Source extract
________________________________________

Date:  01/08/2004 12:50:01 PM
From:  Bill Medina



I want to take the time to explain a little more about my point of view. I
understand that some issues are so important like the GIS certification and
acceptance that it is, in fact a "new" born profession, or should I consider
it as having received a boost with the advance in computers and digital
data. I am not against the efforts toward making it a respected and most of
all recognized profession because of the strong incidence that it has today
and is acquiring day to day. I think that it takes more that be able to
create a few layers or a georeference file to consider some one as GIS
professional.

I have seen in this list server that along the excellent news, advises and
help to each other there are some emails take so long and become so
repetitive that simply just filled up my incoming mails get into the
philosophical area. Some other times personal interest prevails on the need
to grow as professional group dedicated to work in an area with some much
responsibilities and incidence in all sciences.

________________________________________

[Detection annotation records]
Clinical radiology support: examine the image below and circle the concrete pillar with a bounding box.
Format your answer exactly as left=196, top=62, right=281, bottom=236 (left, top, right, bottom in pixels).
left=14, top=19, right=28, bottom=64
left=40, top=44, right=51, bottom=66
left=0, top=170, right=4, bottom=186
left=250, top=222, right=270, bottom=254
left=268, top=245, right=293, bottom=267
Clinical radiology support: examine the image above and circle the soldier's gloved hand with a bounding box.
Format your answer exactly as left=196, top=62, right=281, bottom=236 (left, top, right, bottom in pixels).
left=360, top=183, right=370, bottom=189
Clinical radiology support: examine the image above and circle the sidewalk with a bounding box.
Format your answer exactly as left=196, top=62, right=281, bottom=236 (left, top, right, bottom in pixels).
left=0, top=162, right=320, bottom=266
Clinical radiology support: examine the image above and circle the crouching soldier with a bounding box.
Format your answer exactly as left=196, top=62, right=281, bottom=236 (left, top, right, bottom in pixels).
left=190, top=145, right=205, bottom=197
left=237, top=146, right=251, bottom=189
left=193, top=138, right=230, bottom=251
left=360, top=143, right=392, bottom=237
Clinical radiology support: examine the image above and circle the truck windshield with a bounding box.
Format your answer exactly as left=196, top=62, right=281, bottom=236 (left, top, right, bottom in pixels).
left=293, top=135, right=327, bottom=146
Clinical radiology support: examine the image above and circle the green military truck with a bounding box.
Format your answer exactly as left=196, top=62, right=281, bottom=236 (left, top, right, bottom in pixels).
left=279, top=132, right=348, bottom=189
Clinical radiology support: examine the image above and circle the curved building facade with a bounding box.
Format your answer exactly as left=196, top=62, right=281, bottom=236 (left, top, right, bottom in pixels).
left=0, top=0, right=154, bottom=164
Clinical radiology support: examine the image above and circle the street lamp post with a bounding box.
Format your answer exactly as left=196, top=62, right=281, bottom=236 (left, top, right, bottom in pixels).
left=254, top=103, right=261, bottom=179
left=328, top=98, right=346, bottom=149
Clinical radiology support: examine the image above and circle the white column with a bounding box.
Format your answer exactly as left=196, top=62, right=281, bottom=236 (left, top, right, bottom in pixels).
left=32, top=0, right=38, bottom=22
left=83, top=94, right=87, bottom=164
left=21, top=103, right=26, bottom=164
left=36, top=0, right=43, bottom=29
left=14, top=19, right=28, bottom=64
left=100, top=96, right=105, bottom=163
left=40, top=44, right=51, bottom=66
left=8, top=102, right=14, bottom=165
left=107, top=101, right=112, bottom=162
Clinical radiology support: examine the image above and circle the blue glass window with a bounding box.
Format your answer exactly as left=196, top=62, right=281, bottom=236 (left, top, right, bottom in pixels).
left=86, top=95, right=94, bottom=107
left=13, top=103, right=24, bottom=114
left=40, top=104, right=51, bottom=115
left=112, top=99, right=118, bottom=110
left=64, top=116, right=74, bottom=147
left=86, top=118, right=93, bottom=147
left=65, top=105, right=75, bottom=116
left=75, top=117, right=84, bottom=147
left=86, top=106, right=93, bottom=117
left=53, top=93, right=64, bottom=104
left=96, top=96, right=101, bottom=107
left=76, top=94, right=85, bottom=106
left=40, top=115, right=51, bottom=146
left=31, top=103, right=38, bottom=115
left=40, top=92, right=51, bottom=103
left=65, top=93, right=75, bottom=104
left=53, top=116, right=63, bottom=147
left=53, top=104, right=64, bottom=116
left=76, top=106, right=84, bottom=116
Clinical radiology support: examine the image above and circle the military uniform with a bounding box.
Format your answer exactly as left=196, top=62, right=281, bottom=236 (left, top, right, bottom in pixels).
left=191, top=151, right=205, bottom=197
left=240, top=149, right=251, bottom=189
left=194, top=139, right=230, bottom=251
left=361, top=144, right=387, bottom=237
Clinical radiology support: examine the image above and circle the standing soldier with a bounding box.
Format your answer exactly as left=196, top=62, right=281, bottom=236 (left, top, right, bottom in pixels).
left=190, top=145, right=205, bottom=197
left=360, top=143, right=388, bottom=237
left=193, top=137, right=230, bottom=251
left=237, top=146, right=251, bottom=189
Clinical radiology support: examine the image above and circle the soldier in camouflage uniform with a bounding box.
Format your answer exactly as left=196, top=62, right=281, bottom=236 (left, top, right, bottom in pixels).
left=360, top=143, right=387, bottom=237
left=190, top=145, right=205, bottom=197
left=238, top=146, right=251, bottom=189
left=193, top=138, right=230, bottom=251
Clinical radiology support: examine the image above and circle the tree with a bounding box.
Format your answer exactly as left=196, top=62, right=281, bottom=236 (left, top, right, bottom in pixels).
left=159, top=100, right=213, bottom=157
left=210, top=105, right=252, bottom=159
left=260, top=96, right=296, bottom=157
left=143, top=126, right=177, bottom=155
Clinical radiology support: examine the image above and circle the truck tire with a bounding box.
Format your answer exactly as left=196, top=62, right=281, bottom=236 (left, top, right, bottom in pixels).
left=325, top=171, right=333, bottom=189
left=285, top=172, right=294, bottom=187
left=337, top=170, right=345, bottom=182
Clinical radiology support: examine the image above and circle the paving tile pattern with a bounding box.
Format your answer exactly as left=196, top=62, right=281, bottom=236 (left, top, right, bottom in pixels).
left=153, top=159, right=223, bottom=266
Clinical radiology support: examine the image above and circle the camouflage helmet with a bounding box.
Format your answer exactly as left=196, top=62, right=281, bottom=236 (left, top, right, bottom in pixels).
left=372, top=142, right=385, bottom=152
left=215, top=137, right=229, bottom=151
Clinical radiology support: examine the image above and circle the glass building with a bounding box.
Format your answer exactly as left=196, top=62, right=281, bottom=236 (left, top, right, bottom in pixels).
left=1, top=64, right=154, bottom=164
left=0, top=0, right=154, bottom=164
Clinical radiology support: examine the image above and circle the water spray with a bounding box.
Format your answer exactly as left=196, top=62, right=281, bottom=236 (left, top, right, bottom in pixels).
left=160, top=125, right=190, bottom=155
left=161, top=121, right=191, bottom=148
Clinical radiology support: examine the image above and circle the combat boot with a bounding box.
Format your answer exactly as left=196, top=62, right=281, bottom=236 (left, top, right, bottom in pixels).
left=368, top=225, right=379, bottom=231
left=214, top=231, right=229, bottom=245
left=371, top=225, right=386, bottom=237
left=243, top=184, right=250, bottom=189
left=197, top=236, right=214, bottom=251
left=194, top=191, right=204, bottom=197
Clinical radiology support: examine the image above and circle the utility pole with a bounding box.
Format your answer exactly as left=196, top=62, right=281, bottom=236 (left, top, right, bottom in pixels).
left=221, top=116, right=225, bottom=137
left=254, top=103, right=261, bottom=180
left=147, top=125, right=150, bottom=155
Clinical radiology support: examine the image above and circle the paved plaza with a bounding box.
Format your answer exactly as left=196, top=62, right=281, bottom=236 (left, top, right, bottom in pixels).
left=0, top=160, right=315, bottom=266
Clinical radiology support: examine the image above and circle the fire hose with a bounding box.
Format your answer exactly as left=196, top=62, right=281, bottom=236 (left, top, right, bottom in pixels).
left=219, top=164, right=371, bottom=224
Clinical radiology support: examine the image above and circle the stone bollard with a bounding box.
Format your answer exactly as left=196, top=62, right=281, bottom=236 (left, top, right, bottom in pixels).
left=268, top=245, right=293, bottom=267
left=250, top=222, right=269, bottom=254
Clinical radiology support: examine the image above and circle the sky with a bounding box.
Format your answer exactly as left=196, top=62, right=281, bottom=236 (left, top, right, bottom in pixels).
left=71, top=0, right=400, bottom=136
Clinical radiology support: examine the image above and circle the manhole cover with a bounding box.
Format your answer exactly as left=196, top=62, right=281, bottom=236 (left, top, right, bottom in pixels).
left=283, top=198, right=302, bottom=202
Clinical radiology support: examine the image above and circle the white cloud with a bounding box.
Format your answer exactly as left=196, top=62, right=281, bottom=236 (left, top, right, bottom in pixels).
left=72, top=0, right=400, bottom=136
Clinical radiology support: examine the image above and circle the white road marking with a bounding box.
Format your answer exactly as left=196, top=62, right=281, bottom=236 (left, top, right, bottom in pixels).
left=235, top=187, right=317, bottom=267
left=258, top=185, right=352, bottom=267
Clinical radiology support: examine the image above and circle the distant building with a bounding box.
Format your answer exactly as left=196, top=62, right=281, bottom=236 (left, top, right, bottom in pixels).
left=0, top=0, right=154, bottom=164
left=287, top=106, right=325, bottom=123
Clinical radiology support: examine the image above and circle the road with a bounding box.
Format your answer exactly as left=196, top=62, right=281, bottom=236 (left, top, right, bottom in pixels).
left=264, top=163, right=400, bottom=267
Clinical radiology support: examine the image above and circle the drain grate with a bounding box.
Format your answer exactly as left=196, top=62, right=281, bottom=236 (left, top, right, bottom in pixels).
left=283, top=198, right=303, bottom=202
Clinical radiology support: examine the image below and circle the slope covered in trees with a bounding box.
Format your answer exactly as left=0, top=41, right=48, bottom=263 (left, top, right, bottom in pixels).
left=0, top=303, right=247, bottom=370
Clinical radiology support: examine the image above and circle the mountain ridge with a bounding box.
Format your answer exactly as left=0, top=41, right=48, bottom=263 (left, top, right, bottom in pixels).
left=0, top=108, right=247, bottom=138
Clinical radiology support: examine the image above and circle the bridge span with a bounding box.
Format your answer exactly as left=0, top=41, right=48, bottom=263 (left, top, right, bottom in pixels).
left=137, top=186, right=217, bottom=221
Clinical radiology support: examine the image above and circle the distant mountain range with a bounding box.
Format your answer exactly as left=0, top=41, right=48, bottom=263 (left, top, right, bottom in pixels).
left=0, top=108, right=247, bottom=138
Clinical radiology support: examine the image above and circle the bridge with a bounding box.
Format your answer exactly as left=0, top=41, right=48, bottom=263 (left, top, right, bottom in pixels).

________________________________________

Written task 1
According to the email, who sent it?
Written task 2
Rewrite the email's paragraph beginning "I want to take the time" as a shorter list that keeps its main facts.
Written task 3
Reproduce the part of the email from "Date:  01/08/2004 12:50:01" up to and including "professional.".
The rows have no connection to the email.

Final answer 1
Bill Medina

Final answer 2
- The writer wants to explain their point of view further.
- Issues such as GIS certification and acceptance are very important.
- GIS is either a newly born profession or one that has been boosted by advances in computers and digital data.
- The writer supports efforts to make GIS a respected and recognized profession because of its strong and growing impact.
- Creating a few layers or a georeference file is not enough to make someone a GIS professional.

Final answer 3
Date:  01/08/2004 12:50:01 PM
From:  Bill Medina



I want to take the time to explain a little more about my point of view. I
understand that some issues are so important like the GIS certification and
acceptance that it is, in fact a "new" born profession, or should I consider
it as having received a boost with the advance in computers and digital
data. I am not against the efforts toward making it a respected and most of
all recognized profession because of the strong incidence that it has today
and is acquiring day to day. I think that it takes more that be able to
create a few layers or a georeference file to consider some one as GIS
professional.